» **Given text**
BEGIN
New research from a European group of smell disorder experts, including professor Carl Philpott at the University of East Anglia, shows how smell loss associated with Covid-19 infection differs from what you typically might experience with a bad cold or flu.
The new study published today is the first to compare how people with Covid-19 smell and taste disorders differ from those with other causes of upper respiratory tract infections.
The main differences found are that, although Covid-19 patients also lose their sense of smell, they can breathe freely, do not tend to have a runny or blocked nose, and they cannot detect bitter or sweet tastes.
These findings lend weight to the theory that Covid-19 infects the brain and central nervous system.
The research team hope that their work could help develop smell and taste tests for fast Covid-19 screening - in primary care and emergency departments.
Philpott, from UEA's Norwich Medical School, said, "The loss of smell and taste is a prominent symptom of Covid-19, however it is also a common symptom of having a bad cold. We wanted to find out exactly what differentiates Covid-19 smell loss with the kind of smell loss you might have with a cold and blocked-up nose."
The research team carried out smell and taste tests on 10 Covid-19 patients, 10 people with bad colds and a control group of 10 healthy people - all matched for age and sex.
Philpott said, "We wanted to see if their smell and taste test scores could help discriminate between Covid-19 patients and those with a heavy cold. We know that Covid-19 behaves differently to other respiratory viruses, for example by causing the body's immune system to over-react, known as a cytokine storm, and by affecting the nervous system. So we suspected that patterns of smell loss would differ between the two groups. We found that smell loss was much more profound in the Covid-19 patents. They were less able to identify smells, and they were not able to identify bitter or sweet tastes. In fact it was this loss of true taste which seemed to be present in the Covid-19 patients compared to those with a cold. This is very exciting because it means that smell and taste tests could be used to discriminate between Covid-19 patients and people with a regular cold or flu. Although such tests could not replace formal diagnostic tools such as throat swabs, they could provide an alternative when conventional tests are not available or when rapid screening is needed - particularly at the level of primary care, in emergency departments or at airports. This research also shows that there are altogether different things going on when it comes to smell and taste loss for Covid-10 patients, compared to those with a bad cold."
END
» **What you will do**
- a) Rewrite the paragraph of the article on Covid-19 smell loss that begins "The main differences found" as a short list, keeping its main facts.
- b) Write the next part of the article on Covid-19 smell and taste loss, starting after its last sentence.
These records were drawn from a separate source.

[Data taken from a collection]
BEGIN
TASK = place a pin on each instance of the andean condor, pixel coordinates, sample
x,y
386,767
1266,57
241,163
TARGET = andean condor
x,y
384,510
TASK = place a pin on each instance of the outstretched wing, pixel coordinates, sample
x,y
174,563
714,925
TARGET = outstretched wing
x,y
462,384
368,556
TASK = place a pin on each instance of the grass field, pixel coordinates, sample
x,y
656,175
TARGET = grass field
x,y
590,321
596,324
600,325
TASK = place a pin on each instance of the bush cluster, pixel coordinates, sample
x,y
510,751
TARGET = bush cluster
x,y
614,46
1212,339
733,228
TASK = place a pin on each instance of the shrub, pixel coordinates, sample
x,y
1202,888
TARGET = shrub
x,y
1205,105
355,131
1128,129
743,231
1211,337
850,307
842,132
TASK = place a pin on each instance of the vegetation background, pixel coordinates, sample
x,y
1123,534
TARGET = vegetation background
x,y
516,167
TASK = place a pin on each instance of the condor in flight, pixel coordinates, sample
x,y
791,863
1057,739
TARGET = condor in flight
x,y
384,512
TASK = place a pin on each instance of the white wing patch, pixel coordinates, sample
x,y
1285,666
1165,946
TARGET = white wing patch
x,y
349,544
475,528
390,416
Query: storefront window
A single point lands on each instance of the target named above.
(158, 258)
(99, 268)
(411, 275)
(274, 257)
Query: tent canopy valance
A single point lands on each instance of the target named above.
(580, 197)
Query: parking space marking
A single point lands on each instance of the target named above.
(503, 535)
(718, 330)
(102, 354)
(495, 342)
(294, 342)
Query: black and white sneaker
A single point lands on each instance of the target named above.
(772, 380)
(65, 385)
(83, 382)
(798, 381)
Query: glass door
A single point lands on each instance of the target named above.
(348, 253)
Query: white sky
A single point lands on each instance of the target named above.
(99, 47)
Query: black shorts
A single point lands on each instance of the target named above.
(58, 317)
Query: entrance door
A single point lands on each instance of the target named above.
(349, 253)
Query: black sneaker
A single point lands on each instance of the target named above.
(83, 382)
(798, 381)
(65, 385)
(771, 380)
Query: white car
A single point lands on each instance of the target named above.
END
» **Numbered answers**
- a)
Unlike people with other upper respiratory infections, Covid-19 patients who lose their sense of smell:
- can breathe freely
- tend not to have a runny or blocked nose
- cannot detect bitter or sweet tastes

- b)
He adds, "It has previously been suggested that the Covid-19 virus affects the central nervous system, based on the neurological signs developed by some patients. There are also similarities with SARS, which has also been reported to enter the brain, possibly via smell receptors in the nose. Our results reflect, at least to some extent, a specific involvement at the level of central nervous system in some COVID-19 patients. It is particularly interesting that Covid-19 seems to particularly affect sweet and bitter taste receptors, because these are known to play an important role in innate immunity. More research is needed to see whether genetic variation in people's bitter and sweet taste receptors might predispose them to Covid-19, or conversely, whether Covid-19 infection changes how these receptors function, either directly or through a cytokine storm - the over-reaction of the body's immune system."
This research was led by the Cliniques Universitaires Saint-Luc (Belgium), Université catholique de Louvain (Belgium) in collaboration with researchers at University of East Anglia/The Norfolk Smell and Taste Clinic at the James Paget University Hospital (UK), Aristotle University (Greece), Acibadem Taksim Hospital in Istanbul (Turkey), Biruni University (Turkey) and University Hospital of Foggia (Italy).
'Comparison of COVID-19 and Common Cold Chemosensory Dysfunction' is published in the journal Rhinology on Aug. 19, 2020.